───── Selected passage ─────

Power supplies, forming an integral part of almost every electronic system, are now a significant market in their own right, and one which is growing at a tremendous rate.
For many years, power supply designs have consisted of complex combinations of analog and power semiconductor components, with that complexity increasing more recently as the proportion of switched-mode power supplies (SMPS) grows, taking over from traditional linear designs. In fact, by current estimates, more than half of the revenue for power supply producers worldwide is now generated by the sale of switched-mode supplies.
A switched-mode supply can offer many advantages over a linear supply, such as dramatically increased efficiency, wider operating ranges, lower cost and smaller size, particularly for higher wattage applications. However, the many advantages of a switched-mode supply have now become the normal expectations of power supply performance, and designers are increasingly looking to digital control loop implementations to offer even greater efficiency and performance, as well as reducing component count, increasing manufacturability and reliability, and allowing the addition of advanced features.
What is a switched-mode power supply?
An SMPS can be used for both AC to DC conversion and also for DC to DC conversion applications such as uninterruptible power supplies (UPS).

───── Record list ─────

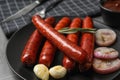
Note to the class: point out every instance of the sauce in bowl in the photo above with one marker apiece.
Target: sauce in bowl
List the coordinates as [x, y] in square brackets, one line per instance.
[113, 5]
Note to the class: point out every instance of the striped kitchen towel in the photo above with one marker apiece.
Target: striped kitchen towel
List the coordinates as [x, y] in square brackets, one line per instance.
[66, 7]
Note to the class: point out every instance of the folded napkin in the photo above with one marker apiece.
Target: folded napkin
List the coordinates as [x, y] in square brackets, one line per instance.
[66, 7]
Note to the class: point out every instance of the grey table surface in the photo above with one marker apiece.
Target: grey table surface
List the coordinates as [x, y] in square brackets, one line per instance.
[5, 72]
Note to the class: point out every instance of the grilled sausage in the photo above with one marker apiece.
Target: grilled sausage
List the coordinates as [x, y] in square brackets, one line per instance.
[48, 50]
[30, 50]
[68, 63]
[87, 43]
[70, 49]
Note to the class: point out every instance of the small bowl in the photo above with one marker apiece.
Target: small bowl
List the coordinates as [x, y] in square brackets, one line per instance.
[110, 17]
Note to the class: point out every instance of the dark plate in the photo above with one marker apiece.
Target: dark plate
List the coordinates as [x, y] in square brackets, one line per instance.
[16, 45]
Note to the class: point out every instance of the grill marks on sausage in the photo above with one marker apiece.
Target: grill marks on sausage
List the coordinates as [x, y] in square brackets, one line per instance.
[48, 50]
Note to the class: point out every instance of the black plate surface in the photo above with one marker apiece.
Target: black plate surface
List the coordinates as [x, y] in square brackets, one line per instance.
[16, 45]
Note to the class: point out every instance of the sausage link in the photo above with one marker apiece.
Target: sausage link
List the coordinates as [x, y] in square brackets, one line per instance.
[87, 43]
[48, 50]
[68, 63]
[66, 46]
[29, 54]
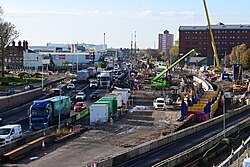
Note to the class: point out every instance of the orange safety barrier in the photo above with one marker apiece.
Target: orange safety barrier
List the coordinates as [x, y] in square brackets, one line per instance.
[16, 152]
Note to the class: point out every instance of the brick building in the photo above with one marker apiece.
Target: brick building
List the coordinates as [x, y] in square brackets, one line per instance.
[225, 36]
[14, 55]
[165, 41]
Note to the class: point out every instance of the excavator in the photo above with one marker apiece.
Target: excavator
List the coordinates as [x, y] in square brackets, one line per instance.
[216, 69]
[159, 82]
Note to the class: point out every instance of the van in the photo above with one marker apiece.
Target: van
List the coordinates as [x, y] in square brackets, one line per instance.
[8, 133]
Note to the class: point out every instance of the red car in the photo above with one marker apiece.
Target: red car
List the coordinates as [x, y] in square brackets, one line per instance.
[79, 106]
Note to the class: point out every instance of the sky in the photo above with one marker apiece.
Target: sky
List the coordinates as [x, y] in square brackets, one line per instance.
[81, 21]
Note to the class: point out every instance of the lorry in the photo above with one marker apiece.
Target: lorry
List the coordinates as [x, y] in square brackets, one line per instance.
[99, 113]
[124, 95]
[159, 103]
[92, 71]
[8, 133]
[93, 83]
[118, 98]
[44, 113]
[82, 75]
[105, 79]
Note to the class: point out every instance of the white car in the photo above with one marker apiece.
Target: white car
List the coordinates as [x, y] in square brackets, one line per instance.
[80, 96]
[71, 86]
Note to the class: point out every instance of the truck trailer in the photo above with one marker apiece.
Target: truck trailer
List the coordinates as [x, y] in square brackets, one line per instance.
[44, 113]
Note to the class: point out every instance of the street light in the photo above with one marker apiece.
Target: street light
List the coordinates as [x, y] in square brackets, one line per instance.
[59, 116]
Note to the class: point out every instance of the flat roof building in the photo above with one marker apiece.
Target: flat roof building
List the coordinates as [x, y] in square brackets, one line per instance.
[225, 36]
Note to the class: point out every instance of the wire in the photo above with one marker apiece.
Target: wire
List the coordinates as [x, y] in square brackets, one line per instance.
[210, 149]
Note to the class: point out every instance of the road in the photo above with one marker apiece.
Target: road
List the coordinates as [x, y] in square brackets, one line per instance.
[181, 145]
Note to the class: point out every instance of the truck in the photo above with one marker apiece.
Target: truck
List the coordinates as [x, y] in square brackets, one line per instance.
[124, 95]
[82, 75]
[105, 79]
[8, 133]
[159, 103]
[44, 113]
[93, 83]
[99, 113]
[118, 98]
[92, 71]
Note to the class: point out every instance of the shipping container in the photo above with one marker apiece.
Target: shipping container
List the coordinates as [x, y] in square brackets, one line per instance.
[99, 113]
[113, 100]
[118, 98]
[123, 93]
[110, 106]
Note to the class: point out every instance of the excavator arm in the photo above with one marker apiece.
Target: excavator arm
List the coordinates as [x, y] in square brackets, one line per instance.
[217, 64]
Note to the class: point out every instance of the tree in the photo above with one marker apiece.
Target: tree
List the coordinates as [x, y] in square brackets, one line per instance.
[237, 53]
[174, 51]
[7, 35]
[245, 59]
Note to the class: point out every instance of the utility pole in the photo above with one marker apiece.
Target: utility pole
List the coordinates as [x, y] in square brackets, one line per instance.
[135, 46]
[131, 49]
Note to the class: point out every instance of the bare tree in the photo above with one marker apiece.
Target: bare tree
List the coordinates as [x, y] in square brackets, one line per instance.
[7, 35]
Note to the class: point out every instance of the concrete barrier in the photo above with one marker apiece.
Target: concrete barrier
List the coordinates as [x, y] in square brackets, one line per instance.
[26, 139]
[141, 149]
[199, 149]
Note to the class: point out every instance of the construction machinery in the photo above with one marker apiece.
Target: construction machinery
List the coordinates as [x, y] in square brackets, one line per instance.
[159, 82]
[216, 69]
[237, 77]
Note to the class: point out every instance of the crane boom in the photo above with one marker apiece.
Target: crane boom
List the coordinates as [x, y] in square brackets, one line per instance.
[172, 65]
[217, 64]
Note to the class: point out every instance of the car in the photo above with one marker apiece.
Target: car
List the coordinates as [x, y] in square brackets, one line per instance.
[80, 96]
[71, 86]
[95, 95]
[79, 106]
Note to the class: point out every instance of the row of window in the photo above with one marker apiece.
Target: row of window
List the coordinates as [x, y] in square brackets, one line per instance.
[217, 37]
[14, 60]
[218, 31]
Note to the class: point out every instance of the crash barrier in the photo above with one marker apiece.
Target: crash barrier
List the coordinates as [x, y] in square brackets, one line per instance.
[25, 148]
[146, 147]
[12, 101]
[25, 139]
[15, 100]
[200, 148]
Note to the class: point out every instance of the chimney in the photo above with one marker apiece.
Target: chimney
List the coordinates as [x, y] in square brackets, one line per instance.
[26, 44]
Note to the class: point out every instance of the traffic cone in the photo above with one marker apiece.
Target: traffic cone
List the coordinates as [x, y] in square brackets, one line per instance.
[93, 164]
[43, 145]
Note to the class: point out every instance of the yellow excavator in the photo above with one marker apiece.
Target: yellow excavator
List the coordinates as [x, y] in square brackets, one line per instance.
[216, 69]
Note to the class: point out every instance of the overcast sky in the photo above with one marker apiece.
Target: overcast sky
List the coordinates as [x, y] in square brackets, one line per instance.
[82, 21]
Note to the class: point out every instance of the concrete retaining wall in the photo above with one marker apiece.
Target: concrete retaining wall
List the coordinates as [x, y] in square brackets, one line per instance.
[199, 149]
[141, 149]
[8, 102]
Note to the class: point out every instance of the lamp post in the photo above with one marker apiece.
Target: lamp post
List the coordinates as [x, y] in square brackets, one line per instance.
[59, 116]
[42, 75]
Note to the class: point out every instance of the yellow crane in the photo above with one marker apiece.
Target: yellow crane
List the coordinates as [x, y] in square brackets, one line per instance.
[216, 62]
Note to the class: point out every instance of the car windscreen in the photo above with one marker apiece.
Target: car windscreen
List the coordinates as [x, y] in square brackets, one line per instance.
[38, 112]
[5, 131]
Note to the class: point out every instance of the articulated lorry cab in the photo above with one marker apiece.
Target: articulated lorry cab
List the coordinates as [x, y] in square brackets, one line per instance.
[44, 113]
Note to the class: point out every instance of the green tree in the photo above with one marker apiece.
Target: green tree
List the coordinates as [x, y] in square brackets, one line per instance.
[7, 35]
[174, 51]
[245, 59]
[237, 52]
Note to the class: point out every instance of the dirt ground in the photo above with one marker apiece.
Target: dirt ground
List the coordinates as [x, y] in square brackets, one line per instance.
[105, 140]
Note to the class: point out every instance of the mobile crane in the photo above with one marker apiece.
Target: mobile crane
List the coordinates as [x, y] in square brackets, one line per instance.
[164, 83]
[217, 68]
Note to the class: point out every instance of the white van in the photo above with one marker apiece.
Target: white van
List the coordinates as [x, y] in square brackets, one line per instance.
[9, 133]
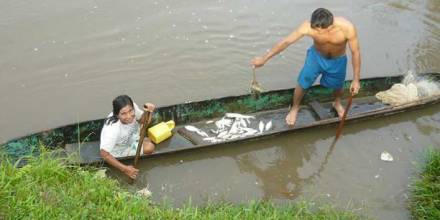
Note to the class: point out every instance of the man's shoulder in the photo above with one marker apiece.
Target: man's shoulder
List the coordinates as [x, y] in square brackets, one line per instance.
[343, 22]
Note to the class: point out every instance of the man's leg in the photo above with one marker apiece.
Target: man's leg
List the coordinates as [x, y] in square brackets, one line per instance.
[298, 94]
[337, 105]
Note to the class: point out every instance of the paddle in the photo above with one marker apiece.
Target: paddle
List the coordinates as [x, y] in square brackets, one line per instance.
[341, 123]
[255, 86]
[143, 130]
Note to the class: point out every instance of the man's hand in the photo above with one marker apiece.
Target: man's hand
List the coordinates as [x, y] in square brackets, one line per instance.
[354, 87]
[148, 107]
[258, 62]
[131, 172]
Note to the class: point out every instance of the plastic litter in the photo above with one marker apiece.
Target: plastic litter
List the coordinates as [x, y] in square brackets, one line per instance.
[385, 156]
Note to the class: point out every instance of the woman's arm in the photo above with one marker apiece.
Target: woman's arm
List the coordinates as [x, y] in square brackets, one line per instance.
[128, 170]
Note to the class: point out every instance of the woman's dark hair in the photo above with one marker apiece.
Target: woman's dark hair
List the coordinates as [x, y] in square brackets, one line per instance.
[119, 103]
[321, 18]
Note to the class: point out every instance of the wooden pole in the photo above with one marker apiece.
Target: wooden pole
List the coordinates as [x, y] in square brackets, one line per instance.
[341, 123]
[142, 133]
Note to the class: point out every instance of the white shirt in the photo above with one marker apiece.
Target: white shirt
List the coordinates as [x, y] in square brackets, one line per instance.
[119, 139]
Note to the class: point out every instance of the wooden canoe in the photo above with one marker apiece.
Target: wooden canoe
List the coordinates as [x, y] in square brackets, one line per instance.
[316, 110]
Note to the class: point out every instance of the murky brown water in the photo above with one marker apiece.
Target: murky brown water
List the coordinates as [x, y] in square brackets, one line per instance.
[63, 62]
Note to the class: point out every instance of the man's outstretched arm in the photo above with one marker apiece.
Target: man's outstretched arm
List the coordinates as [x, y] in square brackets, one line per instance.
[297, 34]
[353, 43]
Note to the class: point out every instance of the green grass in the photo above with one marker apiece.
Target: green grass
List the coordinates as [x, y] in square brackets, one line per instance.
[48, 188]
[425, 190]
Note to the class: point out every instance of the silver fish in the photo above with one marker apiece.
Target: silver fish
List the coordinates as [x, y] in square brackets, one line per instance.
[268, 126]
[198, 131]
[236, 115]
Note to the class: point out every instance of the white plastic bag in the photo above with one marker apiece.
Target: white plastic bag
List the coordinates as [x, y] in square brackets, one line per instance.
[398, 94]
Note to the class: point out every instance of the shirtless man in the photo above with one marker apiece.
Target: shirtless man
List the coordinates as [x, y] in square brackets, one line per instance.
[326, 56]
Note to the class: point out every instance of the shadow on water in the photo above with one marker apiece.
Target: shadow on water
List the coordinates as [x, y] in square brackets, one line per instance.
[275, 168]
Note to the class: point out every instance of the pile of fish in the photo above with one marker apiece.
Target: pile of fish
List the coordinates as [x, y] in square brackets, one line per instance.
[231, 126]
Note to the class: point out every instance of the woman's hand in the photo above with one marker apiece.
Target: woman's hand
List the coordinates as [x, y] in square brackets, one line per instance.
[131, 172]
[148, 107]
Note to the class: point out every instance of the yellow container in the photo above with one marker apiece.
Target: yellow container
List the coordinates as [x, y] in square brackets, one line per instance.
[161, 131]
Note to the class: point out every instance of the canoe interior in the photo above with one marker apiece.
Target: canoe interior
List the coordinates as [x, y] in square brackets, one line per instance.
[271, 105]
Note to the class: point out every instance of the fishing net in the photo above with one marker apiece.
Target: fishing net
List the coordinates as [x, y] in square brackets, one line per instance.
[411, 89]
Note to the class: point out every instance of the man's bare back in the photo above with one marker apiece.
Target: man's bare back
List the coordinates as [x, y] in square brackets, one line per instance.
[330, 38]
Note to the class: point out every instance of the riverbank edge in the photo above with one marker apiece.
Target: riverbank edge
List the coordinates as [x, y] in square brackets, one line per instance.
[424, 202]
[49, 188]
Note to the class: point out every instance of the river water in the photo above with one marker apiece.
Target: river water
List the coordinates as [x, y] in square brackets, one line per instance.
[64, 61]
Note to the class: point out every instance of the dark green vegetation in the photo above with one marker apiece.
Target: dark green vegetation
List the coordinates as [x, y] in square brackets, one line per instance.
[425, 190]
[47, 188]
[188, 112]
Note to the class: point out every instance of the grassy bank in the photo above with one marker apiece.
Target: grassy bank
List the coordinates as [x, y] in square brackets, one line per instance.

─────

**Problem 1**
Return each line of the records that contains the string "murky".
**Problem 2**
Write the next part of the passage on switched-mode power supplies, picking up after its final sentence.
The power supply text and the records come from separate, unrelated sources.

**Right answer 1**
Note to the class: point out every instance of the murky brown water in the photo above with one marker apiece.
Target: murky brown water

**Right answer 2**
The traditional, linear design for AC to DC converters uses a large (and heavy) transformer to step down the incoming AC. This lower voltage is then converted to DC, typically using diode rectification (with its inherent losses). The rectified voltage is then filtered using large filter capacitors and inductors as required.
A switching AC to DC supply converts the incoming AC to lightly-filtered DC and then ‘chops’ this DC voltage at high frequencies. The pulse width of the ‘chopped’ DC signal is controlled by feedback from the output, to regulate the overall output voltage of the supply. This control method is therefore known as pulse width modulation (PWM). The high frequency chopped signal is then applied to a smaller transformer to step down the voltage. The transformer can be much smaller due to the high frequency of the chopped DC signal. This low voltage, high frequency output of the transformer is then rectified. The rectification is sometimes achieved using synchronised FETs rather than diodes to minimise losses. In addition, because the ripple frequency is high, much smaller filter capacitors and inductors can be used.
Switched-mode power supply control methods
Within a switched-mode supply, the control loop that drives the PWM (the ‘chopper’) and the synchronous FETs is typically accomplished using analog techniques. It has long been possible to replace these analog techniques with some form of digital control, but until recently, the techniques and components have been too expensive for all but the most specialised applications.
As a result, most expert SMPS designers remain unfamiliar with digital control techniques, since they have been developing increasingly divergent and esoteric analog circuits to try and remain cost-effective while achieving a competitive edge in their own particular market.
Microcontrollers in power supply designs
Outside of the control loop functions, simple microcontrollers have already found their way into many SMPS designs to provide control, monitoring, deterministic functions and communication (usually based on I²C – such as the emerging PMBus standard for example).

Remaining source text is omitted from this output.